- Your objective
Reproduce the entries from the start up to and including the line with "x=568 y=665", requests included, and offset every coordinate in the answers by adding 135, leaving the numbers in the requests and their sample formats unchanged. Leave the pictures out.

- Task data
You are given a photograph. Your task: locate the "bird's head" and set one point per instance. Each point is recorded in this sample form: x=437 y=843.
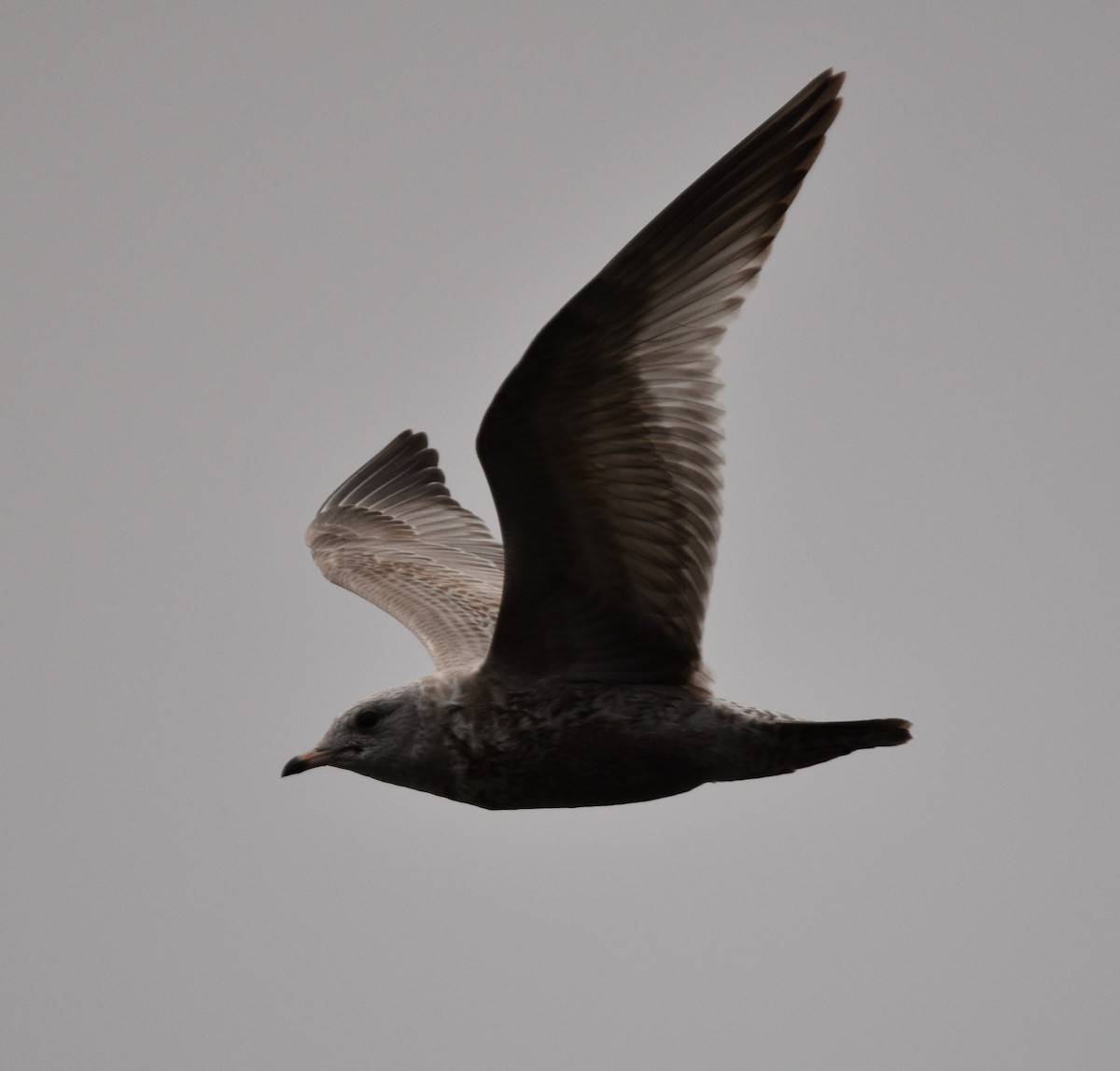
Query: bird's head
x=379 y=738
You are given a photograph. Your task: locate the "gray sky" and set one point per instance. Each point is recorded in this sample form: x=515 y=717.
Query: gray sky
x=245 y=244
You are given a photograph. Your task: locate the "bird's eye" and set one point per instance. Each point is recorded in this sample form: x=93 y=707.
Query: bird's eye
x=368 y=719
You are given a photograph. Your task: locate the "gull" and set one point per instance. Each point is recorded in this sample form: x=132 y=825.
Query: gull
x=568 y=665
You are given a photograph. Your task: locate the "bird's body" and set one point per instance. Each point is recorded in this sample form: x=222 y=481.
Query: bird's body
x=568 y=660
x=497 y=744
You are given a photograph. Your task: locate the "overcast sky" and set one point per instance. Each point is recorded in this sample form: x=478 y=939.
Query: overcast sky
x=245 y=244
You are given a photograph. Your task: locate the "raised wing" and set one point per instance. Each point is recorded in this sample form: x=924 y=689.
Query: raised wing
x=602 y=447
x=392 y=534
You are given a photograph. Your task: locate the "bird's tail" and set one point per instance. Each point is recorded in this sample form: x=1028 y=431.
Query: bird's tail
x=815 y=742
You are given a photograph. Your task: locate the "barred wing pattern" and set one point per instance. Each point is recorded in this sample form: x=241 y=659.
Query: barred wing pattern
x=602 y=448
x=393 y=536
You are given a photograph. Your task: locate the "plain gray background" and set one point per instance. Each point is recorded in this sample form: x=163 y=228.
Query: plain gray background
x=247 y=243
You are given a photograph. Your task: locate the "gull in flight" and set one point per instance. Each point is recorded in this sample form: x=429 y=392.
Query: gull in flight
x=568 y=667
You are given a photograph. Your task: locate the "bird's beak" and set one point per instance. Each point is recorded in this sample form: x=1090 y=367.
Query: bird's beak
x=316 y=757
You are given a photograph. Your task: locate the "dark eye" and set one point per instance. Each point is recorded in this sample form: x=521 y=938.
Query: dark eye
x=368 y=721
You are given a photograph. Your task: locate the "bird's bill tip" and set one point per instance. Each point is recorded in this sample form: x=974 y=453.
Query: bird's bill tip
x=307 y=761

- Output for this task
You are given a photograph. Your task: locate the "bird's head" and set one point per instance. Each point is recorded in this sample form: x=437 y=843.
Query: bird's head
x=514 y=873
You are given a photograph. Your task: locate the "gray sky" and set one point per instance. Each point is recorded in this sample form: x=515 y=717.
Query: gray sky
x=380 y=379
You are given a photograph. Your task: locate the "bird's eye" and set one point per instance. Each point is recorded in this sample form: x=93 y=707.
Query: bird's eye
x=503 y=854
You are given a photograph. Your task: locate the "gull" and set one point per instance. Each point is recorded in this sample form: x=132 y=825.
Query: gull
x=703 y=800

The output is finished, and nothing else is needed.